• [Text segment]
Hungary 1956: a socialist revolution

Issue: 152

G M Tamás

We tend to forget the importance of the experience of people participating in historical events. The mainstream political literature presents 1945 in Eastern Europe as a Russian occupation that gradually forced a rootless system on a reluctant and recalcitrant population who obeyed out of fear. But almost nobody seems to have taken the pain to explain why even conservative or monarchist contemporaries called 1945 not only “liberation” but “revolution”. The new system—at the beginning pluralist and democratic—found in Hungary tens of thousands of surviving volunteers of the Red Army in 1919 and hundreds of thousands of participants of the 1919 revolution and of the Council Republic, hundreds of thousands of trade unionists trained by the slightly rigid and old-fashioned Marxism taught by social democracy.1

What is being currently emphasised is the fact that the formerly illegal Communist Party had only a few hundred members. This is small wonder if you consider that membership entailed heavy prison sentences; two of the main leaders of the party spent 16 years in jail each. But the Communist milieu—and the independent hard left harboured by the social democrats and by the more radical trade unions such as the metal workers and the typesetters—of sympathisers, from unskilled labourers to avant-garde artists, was enormous. These groups were immediately joined by millions of peasants mobilised by land reform. The voters of the agrarian parties were not anti-Communist, anything but.

1945 meant the end of the old ruling classes and political elites, the end of the landed aristocracy, of the immensely rich and rather unpopular Catholic Church with its feudal customs and giant estates, of the old officer corps and of the state bureacracy staffed by the gentry, an end to the feared gendarmerie which had terrorised the countryside without regard for legality or humanity, and an end to racial laws and to ethnic and gender discrimination.

• [Data shown]
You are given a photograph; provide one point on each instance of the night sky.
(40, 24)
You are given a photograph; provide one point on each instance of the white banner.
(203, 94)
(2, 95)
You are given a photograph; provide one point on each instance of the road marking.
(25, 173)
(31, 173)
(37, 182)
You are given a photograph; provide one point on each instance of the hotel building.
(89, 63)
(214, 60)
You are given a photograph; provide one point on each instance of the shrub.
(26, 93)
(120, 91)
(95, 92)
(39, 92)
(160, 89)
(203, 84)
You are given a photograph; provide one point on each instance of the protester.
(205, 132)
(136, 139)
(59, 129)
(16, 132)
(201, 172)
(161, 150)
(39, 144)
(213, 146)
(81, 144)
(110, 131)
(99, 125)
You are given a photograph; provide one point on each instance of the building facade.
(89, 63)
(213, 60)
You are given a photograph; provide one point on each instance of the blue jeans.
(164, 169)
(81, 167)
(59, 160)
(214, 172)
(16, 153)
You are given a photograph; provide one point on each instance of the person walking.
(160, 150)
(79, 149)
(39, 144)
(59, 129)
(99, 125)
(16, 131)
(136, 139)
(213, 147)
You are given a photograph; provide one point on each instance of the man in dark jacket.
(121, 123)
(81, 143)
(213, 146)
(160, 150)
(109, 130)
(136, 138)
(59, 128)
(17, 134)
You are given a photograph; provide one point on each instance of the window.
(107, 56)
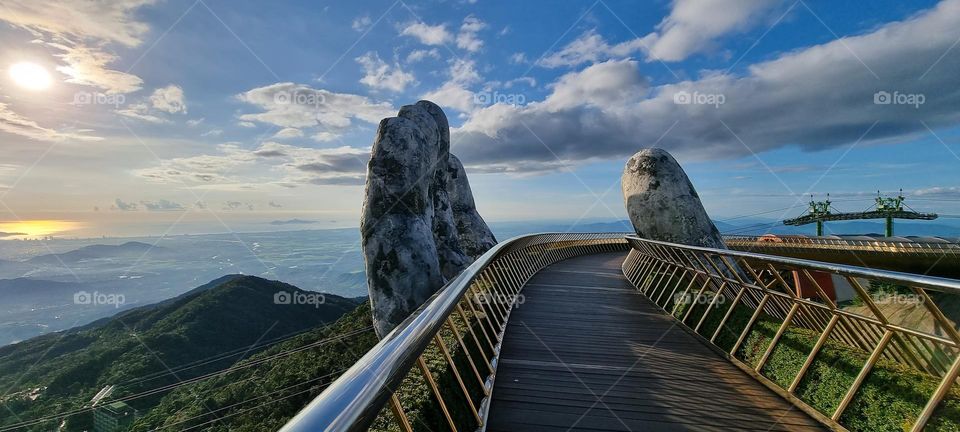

• [Short task]
According to the article on Hungary 1956, how long did each of the two main leaders of the formerly illegal Communist Party spend in jail? The data stands apart from the article.

• [Problem solution]
16 years each.